Recorded data
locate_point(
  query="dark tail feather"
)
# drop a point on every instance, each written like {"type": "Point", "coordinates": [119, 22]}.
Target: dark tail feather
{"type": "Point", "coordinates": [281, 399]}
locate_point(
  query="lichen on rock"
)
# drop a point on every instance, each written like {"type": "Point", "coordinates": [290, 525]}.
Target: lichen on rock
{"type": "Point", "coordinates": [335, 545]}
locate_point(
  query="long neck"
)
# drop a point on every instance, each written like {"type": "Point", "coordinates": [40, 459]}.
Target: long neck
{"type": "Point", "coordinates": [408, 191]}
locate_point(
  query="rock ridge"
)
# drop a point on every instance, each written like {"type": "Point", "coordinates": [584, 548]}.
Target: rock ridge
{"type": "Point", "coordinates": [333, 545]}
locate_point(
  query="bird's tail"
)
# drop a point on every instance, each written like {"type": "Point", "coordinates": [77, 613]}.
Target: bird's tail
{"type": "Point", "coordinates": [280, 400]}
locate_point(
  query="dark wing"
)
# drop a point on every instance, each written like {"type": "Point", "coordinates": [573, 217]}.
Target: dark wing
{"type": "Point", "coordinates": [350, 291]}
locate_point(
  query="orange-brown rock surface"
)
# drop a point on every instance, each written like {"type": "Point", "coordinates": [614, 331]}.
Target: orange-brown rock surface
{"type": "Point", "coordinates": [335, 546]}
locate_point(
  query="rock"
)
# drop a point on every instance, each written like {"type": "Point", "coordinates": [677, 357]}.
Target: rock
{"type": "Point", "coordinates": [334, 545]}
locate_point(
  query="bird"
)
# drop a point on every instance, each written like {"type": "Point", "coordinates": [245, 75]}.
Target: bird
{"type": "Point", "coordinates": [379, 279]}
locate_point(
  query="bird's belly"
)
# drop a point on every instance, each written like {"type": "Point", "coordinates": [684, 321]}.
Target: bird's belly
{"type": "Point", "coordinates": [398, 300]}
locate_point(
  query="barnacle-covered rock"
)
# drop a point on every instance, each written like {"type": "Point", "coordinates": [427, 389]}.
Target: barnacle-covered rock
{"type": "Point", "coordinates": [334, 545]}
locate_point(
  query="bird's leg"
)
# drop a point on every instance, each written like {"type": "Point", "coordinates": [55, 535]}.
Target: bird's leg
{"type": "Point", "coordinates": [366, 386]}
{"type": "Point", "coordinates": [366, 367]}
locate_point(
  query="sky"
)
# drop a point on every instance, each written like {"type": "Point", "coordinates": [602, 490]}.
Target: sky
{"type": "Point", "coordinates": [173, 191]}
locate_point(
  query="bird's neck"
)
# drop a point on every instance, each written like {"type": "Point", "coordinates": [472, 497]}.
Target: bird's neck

▶ **Exercise**
For the records above, restate every line word for word.

▶ **Solution to this exercise**
locate_point(
  query="dark tail feather"
)
# drop a point on every instance, each written like {"type": "Point", "coordinates": [119, 22]}.
Target: dark tail feather
{"type": "Point", "coordinates": [281, 399]}
locate_point(
  query="lichen on rock"
)
# drop a point on every instance, each written like {"type": "Point", "coordinates": [290, 525]}.
Target: lichen on rock
{"type": "Point", "coordinates": [335, 545]}
locate_point(
  query="long neck"
)
# drop a point on every instance, each written like {"type": "Point", "coordinates": [40, 459]}.
Target: long neck
{"type": "Point", "coordinates": [408, 191]}
locate_point(
  query="rock ridge"
)
# drop a point on every instance, each written like {"type": "Point", "coordinates": [584, 548]}.
Target: rock ridge
{"type": "Point", "coordinates": [333, 545]}
locate_point(
  query="bird's tail"
)
# drop a point on every instance, each written like {"type": "Point", "coordinates": [77, 613]}.
Target: bird's tail
{"type": "Point", "coordinates": [280, 400]}
locate_point(
  query="dark wing"
)
# drop a point on every instance, each written like {"type": "Point", "coordinates": [573, 217]}.
Target: dark wing
{"type": "Point", "coordinates": [350, 291]}
locate_point(
  query="orange-brown rock surface"
)
# drop a point on every instance, each written like {"type": "Point", "coordinates": [614, 331]}.
Target: orange-brown rock surface
{"type": "Point", "coordinates": [335, 546]}
locate_point(
  query="rock"
)
# drop a point on every instance, each written like {"type": "Point", "coordinates": [677, 357]}.
Target: rock
{"type": "Point", "coordinates": [334, 545]}
locate_point(
  query="bird"
)
# drop a point on every instance, each written like {"type": "Point", "coordinates": [245, 75]}.
Target: bird
{"type": "Point", "coordinates": [379, 279]}
locate_point(
  query="bird's belly"
)
# drop a point on every instance, each written like {"type": "Point", "coordinates": [684, 321]}.
Target: bird's belly
{"type": "Point", "coordinates": [398, 300]}
locate_point(
  query="barnacle-covered rock"
)
# drop a point on every instance, each written like {"type": "Point", "coordinates": [427, 389]}.
Target: barnacle-covered rock
{"type": "Point", "coordinates": [334, 545]}
locate_point(
  query="bird's leg"
)
# drop a point on every instance, each written like {"type": "Point", "coordinates": [55, 535]}.
Target: bird's leg
{"type": "Point", "coordinates": [366, 386]}
{"type": "Point", "coordinates": [366, 367]}
locate_point(
  query="sky"
)
# drop a point on every instance, each written like {"type": "Point", "coordinates": [602, 490]}.
Target: sky
{"type": "Point", "coordinates": [173, 191]}
locate_point(
  query="bird's neck"
)
# drop a point on every instance, each written like {"type": "Point", "coordinates": [472, 497]}.
Target: bird's neck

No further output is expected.